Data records
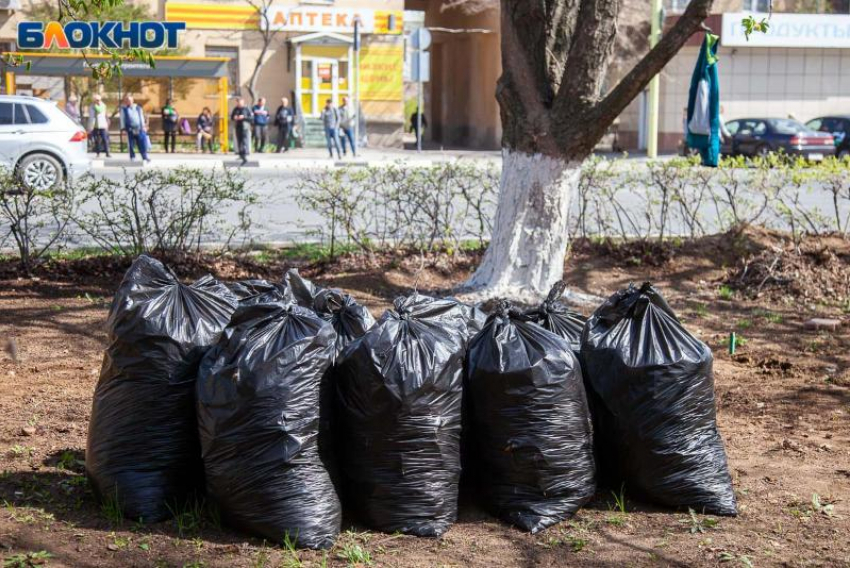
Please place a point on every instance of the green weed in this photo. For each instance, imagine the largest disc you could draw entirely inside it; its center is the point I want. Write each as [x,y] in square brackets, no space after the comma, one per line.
[27,560]
[697,525]
[725,293]
[354,554]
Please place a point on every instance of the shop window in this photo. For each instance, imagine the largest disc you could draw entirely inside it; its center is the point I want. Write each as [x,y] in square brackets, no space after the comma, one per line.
[757,6]
[232,53]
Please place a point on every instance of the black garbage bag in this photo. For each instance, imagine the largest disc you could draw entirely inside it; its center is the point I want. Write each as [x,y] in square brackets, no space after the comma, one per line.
[255,291]
[143,452]
[400,389]
[350,320]
[656,429]
[258,418]
[531,431]
[555,316]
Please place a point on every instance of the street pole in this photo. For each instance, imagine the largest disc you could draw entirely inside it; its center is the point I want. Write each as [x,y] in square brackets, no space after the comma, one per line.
[357,82]
[419,104]
[654,84]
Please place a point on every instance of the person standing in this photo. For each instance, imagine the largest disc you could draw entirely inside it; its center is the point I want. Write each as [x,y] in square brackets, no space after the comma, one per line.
[72,109]
[205,126]
[347,116]
[414,123]
[169,125]
[261,124]
[100,126]
[241,117]
[133,123]
[284,118]
[330,120]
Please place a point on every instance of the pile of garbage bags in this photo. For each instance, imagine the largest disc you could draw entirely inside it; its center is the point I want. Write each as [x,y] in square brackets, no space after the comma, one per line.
[285,404]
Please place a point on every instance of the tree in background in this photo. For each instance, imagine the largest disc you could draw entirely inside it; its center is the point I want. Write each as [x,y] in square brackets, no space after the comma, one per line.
[555,57]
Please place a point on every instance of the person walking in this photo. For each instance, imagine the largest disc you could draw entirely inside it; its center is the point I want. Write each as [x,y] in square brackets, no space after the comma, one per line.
[241,117]
[347,116]
[205,126]
[170,119]
[72,109]
[261,124]
[133,123]
[414,123]
[330,120]
[284,118]
[100,126]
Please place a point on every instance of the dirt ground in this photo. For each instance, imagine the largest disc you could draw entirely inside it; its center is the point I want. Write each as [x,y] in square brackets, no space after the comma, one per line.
[783,407]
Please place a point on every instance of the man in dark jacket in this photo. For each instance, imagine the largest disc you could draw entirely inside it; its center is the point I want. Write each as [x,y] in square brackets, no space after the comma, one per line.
[261,124]
[241,117]
[284,119]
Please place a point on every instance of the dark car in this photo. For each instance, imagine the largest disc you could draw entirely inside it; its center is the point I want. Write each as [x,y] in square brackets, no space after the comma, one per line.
[761,136]
[839,127]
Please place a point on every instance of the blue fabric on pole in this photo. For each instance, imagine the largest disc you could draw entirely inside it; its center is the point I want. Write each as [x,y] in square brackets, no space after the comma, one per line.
[706,70]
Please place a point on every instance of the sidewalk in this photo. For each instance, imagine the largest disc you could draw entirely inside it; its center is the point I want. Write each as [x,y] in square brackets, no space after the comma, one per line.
[302,158]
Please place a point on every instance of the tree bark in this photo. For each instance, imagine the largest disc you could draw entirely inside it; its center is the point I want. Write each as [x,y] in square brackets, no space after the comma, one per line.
[554,59]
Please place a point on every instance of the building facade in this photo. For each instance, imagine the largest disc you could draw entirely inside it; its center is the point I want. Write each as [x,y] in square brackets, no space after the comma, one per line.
[801,68]
[306,49]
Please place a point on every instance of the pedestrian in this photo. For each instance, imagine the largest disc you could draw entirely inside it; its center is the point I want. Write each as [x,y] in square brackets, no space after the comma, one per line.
[347,116]
[72,109]
[241,117]
[414,123]
[133,123]
[330,120]
[170,119]
[284,118]
[100,126]
[205,126]
[261,124]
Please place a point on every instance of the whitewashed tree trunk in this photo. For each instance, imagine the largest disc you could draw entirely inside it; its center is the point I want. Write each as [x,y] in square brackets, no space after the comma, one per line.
[529,241]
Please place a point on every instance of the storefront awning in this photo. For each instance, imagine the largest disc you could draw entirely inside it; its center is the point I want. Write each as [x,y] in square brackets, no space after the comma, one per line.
[61,64]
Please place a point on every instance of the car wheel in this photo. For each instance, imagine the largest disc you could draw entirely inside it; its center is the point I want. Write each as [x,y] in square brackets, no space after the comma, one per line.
[40,172]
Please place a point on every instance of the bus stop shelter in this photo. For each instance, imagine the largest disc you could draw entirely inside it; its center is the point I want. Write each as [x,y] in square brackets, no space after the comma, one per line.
[77,65]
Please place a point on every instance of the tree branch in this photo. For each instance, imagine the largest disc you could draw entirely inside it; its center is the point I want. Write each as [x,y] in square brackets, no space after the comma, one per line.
[604,113]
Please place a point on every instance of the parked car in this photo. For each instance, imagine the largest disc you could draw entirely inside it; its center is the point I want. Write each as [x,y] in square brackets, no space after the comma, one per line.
[839,127]
[40,143]
[761,136]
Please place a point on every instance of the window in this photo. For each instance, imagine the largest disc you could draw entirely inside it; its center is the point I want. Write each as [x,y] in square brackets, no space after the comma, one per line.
[36,116]
[757,6]
[19,116]
[6,113]
[231,53]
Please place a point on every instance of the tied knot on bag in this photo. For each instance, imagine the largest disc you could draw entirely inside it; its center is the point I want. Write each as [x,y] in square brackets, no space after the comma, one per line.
[554,296]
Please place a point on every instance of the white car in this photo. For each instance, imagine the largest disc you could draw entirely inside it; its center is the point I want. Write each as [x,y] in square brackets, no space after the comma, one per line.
[40,143]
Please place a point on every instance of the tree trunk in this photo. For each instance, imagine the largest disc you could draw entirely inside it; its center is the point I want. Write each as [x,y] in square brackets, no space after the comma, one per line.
[554,60]
[529,241]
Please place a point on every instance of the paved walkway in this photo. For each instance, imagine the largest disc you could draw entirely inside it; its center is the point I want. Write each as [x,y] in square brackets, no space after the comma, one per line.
[301,159]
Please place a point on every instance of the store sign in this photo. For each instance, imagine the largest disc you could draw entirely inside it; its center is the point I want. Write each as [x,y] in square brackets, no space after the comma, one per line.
[381,69]
[788,30]
[339,20]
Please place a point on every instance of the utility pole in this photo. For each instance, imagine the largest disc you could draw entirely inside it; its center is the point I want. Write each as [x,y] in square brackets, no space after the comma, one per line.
[357,81]
[654,85]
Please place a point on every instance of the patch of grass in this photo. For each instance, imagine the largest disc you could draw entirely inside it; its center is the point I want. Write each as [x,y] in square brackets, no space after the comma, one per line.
[291,558]
[354,554]
[110,507]
[620,499]
[701,310]
[697,525]
[27,559]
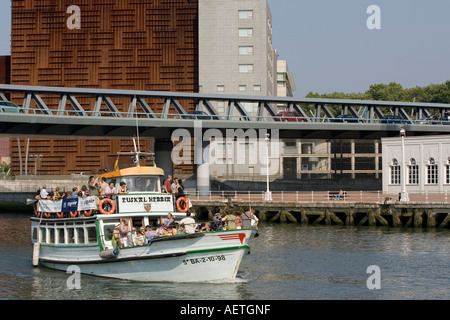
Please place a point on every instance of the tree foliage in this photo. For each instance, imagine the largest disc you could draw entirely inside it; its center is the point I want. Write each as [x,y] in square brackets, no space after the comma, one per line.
[433,93]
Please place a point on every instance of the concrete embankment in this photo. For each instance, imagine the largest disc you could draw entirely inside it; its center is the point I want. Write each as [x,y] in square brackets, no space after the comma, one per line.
[414,215]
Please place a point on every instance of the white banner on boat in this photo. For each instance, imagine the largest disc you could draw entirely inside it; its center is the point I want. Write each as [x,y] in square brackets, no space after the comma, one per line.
[87,203]
[50,205]
[71,204]
[132,203]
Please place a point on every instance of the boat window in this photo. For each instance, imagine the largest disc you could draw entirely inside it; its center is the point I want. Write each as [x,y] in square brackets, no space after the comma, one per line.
[70,235]
[108,231]
[60,235]
[138,223]
[50,235]
[35,234]
[142,183]
[92,234]
[42,235]
[79,235]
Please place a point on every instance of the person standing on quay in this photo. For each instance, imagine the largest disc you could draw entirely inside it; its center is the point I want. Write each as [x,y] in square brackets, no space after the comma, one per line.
[168,184]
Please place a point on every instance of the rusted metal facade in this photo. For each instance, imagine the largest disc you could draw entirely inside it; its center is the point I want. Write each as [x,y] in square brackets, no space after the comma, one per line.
[117,44]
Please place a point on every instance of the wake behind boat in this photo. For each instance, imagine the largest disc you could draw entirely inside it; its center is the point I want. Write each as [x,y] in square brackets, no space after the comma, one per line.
[84,232]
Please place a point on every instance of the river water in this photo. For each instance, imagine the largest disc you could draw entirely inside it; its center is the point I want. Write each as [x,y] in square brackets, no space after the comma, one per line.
[287,262]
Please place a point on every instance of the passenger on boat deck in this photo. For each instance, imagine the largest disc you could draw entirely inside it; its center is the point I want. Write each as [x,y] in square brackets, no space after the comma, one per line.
[167,184]
[93,186]
[84,191]
[56,195]
[230,219]
[174,185]
[217,220]
[205,227]
[182,230]
[102,187]
[168,221]
[75,192]
[133,234]
[160,231]
[139,239]
[189,223]
[115,239]
[110,191]
[43,194]
[123,187]
[238,219]
[179,191]
[149,233]
[124,231]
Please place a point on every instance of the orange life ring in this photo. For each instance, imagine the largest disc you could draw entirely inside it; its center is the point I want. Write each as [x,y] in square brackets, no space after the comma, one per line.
[185,207]
[100,206]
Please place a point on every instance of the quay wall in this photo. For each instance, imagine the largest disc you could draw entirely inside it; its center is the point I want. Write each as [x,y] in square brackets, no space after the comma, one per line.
[396,214]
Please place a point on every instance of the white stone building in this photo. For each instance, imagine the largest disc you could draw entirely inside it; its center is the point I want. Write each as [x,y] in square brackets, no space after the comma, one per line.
[427,161]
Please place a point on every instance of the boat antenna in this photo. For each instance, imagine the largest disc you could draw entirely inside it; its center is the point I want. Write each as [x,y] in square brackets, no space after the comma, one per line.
[137,149]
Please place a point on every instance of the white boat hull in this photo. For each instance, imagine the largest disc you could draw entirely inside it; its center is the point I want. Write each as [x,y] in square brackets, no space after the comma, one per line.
[214,256]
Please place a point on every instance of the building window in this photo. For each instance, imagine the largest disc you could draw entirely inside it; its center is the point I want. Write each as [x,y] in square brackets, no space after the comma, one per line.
[395,172]
[245,14]
[447,172]
[432,172]
[245,32]
[413,172]
[245,50]
[246,68]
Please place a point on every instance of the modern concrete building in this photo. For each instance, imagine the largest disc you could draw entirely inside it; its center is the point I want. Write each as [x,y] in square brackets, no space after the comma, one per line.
[427,161]
[236,55]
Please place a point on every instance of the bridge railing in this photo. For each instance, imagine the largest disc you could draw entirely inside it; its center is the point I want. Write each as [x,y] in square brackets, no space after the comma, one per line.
[91,102]
[228,117]
[377,197]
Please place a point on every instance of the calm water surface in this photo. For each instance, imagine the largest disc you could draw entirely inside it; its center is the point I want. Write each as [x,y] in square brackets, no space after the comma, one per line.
[286,262]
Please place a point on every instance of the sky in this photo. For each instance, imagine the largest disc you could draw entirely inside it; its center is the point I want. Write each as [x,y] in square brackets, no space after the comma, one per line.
[329,48]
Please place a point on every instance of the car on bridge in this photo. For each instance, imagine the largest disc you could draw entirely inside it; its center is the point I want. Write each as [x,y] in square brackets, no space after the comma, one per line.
[7,106]
[345,118]
[290,116]
[200,115]
[393,119]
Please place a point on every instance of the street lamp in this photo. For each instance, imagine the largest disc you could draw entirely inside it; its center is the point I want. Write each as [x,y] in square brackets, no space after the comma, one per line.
[268,194]
[404,197]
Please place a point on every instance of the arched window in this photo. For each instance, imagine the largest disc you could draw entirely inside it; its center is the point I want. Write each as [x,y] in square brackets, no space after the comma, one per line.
[432,172]
[394,172]
[413,172]
[447,171]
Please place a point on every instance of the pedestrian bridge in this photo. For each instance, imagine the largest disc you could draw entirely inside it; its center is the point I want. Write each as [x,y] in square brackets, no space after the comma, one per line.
[78,112]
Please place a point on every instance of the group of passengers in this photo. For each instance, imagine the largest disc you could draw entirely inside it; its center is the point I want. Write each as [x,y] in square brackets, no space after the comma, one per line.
[125,235]
[175,187]
[95,187]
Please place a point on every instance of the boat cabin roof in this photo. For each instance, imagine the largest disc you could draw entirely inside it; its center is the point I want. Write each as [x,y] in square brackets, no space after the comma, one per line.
[133,171]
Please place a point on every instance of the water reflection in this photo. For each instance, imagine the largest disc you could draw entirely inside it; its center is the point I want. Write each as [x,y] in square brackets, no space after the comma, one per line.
[287,261]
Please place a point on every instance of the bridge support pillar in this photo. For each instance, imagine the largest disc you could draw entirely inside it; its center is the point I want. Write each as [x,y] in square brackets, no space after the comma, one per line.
[163,155]
[202,156]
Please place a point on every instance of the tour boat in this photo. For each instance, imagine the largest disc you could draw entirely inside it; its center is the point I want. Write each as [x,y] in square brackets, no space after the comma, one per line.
[79,231]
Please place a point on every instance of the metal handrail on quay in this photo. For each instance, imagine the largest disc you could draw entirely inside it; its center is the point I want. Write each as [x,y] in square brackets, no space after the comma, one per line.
[318,196]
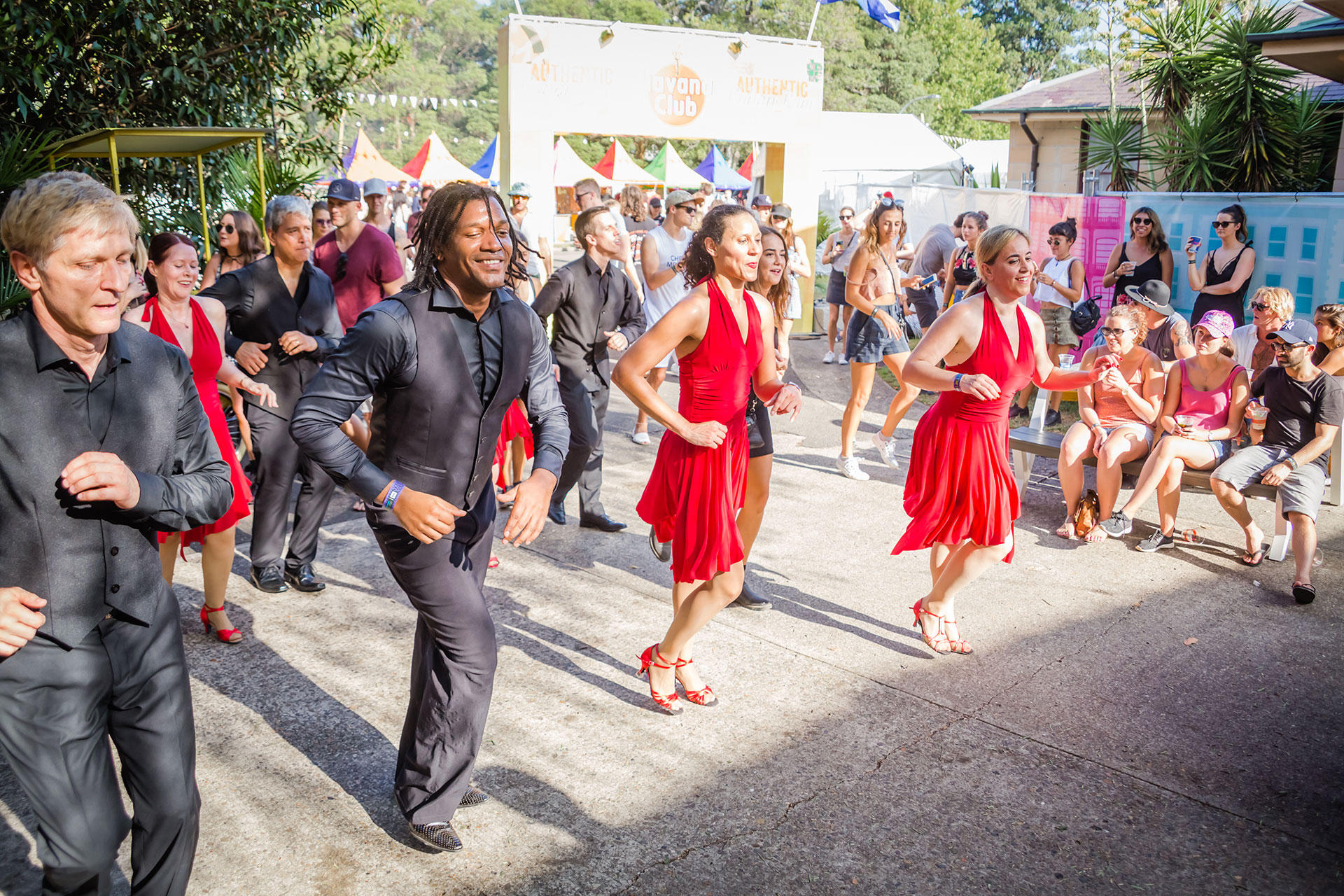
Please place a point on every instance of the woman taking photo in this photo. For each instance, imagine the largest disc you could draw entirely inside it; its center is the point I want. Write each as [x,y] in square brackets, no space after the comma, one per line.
[1059,285]
[1119,413]
[800,265]
[838,251]
[876,333]
[1222,280]
[960,491]
[1202,413]
[699,477]
[1145,255]
[197,327]
[974,223]
[239,245]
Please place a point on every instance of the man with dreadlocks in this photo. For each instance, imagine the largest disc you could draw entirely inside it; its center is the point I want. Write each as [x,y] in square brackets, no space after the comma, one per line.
[442,362]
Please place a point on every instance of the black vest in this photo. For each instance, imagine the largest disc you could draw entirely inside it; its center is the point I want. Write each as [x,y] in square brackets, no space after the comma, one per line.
[84,559]
[433,434]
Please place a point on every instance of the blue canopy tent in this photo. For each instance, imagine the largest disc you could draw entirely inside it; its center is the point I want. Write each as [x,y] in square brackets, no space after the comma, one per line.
[717,169]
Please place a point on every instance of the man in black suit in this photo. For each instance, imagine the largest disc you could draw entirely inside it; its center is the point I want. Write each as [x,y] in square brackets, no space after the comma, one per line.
[442,360]
[283,323]
[105,444]
[596,309]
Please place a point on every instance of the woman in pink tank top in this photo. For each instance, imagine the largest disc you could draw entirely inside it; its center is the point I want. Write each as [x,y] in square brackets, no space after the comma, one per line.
[1202,413]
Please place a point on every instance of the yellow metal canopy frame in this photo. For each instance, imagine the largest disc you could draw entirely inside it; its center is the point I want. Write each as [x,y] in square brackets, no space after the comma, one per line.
[164,143]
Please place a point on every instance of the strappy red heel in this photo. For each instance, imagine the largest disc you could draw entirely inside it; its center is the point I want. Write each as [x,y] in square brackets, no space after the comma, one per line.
[651,657]
[227,636]
[702,697]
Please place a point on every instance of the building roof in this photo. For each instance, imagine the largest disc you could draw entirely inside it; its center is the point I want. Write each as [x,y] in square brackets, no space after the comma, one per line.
[1082,90]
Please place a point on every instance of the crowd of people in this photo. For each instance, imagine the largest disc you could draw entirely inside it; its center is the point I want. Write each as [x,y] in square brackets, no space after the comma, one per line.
[420,352]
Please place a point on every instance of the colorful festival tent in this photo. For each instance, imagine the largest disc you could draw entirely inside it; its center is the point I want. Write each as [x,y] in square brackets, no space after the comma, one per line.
[433,164]
[668,168]
[717,171]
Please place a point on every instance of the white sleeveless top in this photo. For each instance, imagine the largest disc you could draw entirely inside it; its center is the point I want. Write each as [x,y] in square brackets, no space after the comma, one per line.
[660,301]
[1056,270]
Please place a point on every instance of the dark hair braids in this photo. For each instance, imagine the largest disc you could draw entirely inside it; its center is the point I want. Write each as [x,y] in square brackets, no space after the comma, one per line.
[699,262]
[438,222]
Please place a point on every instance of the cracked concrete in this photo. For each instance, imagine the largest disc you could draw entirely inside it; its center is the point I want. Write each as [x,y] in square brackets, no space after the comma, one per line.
[1084,747]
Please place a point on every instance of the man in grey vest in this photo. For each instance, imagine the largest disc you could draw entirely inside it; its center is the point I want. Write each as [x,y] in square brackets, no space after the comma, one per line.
[105,444]
[442,362]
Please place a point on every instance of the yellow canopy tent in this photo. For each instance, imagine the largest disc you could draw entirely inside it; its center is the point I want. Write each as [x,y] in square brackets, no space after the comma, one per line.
[163,143]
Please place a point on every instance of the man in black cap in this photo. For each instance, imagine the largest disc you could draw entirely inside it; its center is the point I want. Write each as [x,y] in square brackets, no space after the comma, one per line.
[442,360]
[1168,333]
[596,309]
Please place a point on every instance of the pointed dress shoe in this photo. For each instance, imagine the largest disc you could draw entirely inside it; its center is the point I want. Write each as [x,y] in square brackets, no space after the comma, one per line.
[304,580]
[600,522]
[269,580]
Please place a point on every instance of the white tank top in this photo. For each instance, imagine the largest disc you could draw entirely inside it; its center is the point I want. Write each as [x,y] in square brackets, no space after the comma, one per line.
[1056,270]
[660,301]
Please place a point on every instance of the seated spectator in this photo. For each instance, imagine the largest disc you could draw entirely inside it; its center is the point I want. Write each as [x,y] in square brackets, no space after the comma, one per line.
[1119,413]
[1329,339]
[1289,449]
[1202,413]
[1168,333]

Goal | All lines from the one containing "Please place a point on every instance of the cracked" through the final line of the listing above are to be reproduced exactly; include both and add nothing.

Task answer |
Please place a point on every instance of the cracked concrete in this photo. For each instance, imagine the largest disc you could draw entirely inside it; its center is the point I want. Write each as [x,y] in square brackets, no space after the comma, one per line.
[1084,747]
Please place a point on every instance of the man in grey vest in this photo. For each instance, imagine the largest disc you could draw entirely inside it; its center is the point I want. Write each as [x,y] in square brackets, no space after the comma, one per line.
[105,444]
[442,362]
Please place a point on every instance of the yellow canopy tent in this photo. For each instance, imagine the largest disc you could draw entirely inside it; its center is the point I want. Write each as [x,y] in square brackets, no space after the comma, one per line.
[163,143]
Please place a point on every instance of the man in black cap in this photo. For each instance, imagine the largest disc you could draw entirely inside it; its center is the point I want. Write each as [x,y] in square brackets, no space after the comma, one per line.
[442,360]
[1168,333]
[596,309]
Please place a point on every instance of the pointed dress shoe in this photo. For each instance, imagine the largest disc you could draw entirely inside it; its center is the point I want. Write each as [x,y] in square brackets, no space after the comma, one per line.
[304,580]
[600,522]
[269,580]
Please place a point on every instance of the white tank top in this photo. For each instance, imagine the largest disc you could draw entirely inside it; its center is the point I want. Write each as [x,y] in square brackets, no space after the comma, one per line.
[1056,270]
[660,301]
Please place a point on every instance of the seated spectator in this photo. For each instance, imagine the largest disc you could draw entirely inside it; its center is the point I want. Write each as [x,y] in square brackets, no space after the comma, one per line.
[1119,413]
[1329,339]
[1289,449]
[1202,413]
[1168,333]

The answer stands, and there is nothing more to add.